> GIVEN PROBLEM
List every act involving a bicycle that, according to the article on the Orlando bike ordinance, city ordinances make a crime.

======== EXTRACT PROVIDED ========

JUDGES FAULT ORLANDO BIKE ORDINANCE
An Orlando city ordinance that police use to stop many bicycle riders to search for drugs is discriminatory and unconstitutional, three Orange Circuit judges ruled Tuesday.
As a result, Orlando police may have to quit enforcing ordinances that make it a crime for anyone to ride a bicycle on the sidewalk, ride without a bell, without a light, and without a serial number. Violators can be charged with a misdemeanor and are subject to 60 days in jail and a $500 fine.
Privately, many police officers say they use the laws to stop people they suspect of carrying drugs, weapons or other illegal contraband. Publicly, they deny it because stopping people under that pretext would be illegal.
Circuit Judges R. James Stroker, George Sprinkel and Gary Formet ruled that because state laws governing bicycle riding call only for fines the city ordinances providing for criminal penalties illegally conflict with state law.
“By making it a crime to operate a bicycle without a bell, the city has made wholly innocent conduct the subject of criminal prosecution,” Stroker wrote for the three-judge panel. “While the city of Orlando may have some legitimate interest in supplementing existing bicycle regulations, it cannot accomplish this goal by adversely impacting the fundamental rights and freedoms of its citizens.”
Technically, the panel’s ruling applies only to the bell ordinance. But practically, the ruling outlaws all four city ordinances regulating bicycle riding because they are identically worded and carry the same penalty, said Steve Mason, the Orange-Osceola assistant public defender who argued that the ordinances should be declared illegal.
Orlando Police Chief Danny Wilson was out of town and could not be reached for comment. Police legal adviser John Ross and acting Chief Bruce Henson said they had not read the opinion and wouldn’t recommend what the city should do until they had.

======== ENTRIES SUPPLIED ========

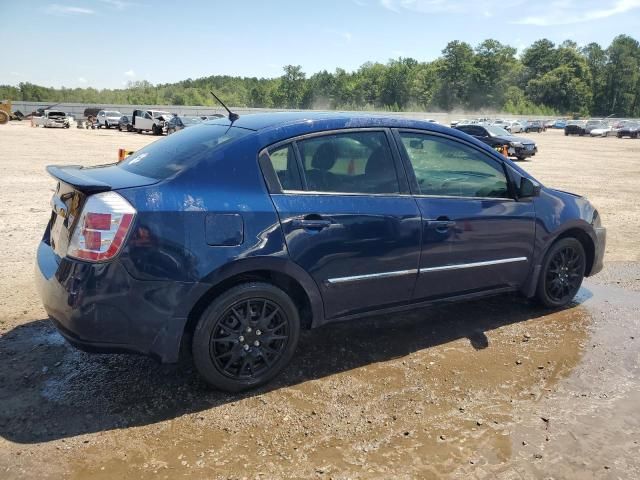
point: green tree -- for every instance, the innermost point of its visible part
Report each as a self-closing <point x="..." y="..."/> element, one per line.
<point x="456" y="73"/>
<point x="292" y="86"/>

========
======== ENTRIES SUPPLIED ========

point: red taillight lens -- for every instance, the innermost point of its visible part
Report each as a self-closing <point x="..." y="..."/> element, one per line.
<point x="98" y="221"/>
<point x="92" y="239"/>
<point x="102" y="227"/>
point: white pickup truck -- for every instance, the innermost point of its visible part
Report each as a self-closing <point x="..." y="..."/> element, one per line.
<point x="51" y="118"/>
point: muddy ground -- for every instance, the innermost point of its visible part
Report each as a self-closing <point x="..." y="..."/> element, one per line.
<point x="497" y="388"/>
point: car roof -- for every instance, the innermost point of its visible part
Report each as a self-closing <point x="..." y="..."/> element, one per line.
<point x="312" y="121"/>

========

> COMPLETED EXERCISE
- Riding a bicycle on the sidewalk
- Riding without a bell
- Riding without a light
- Riding without a serial number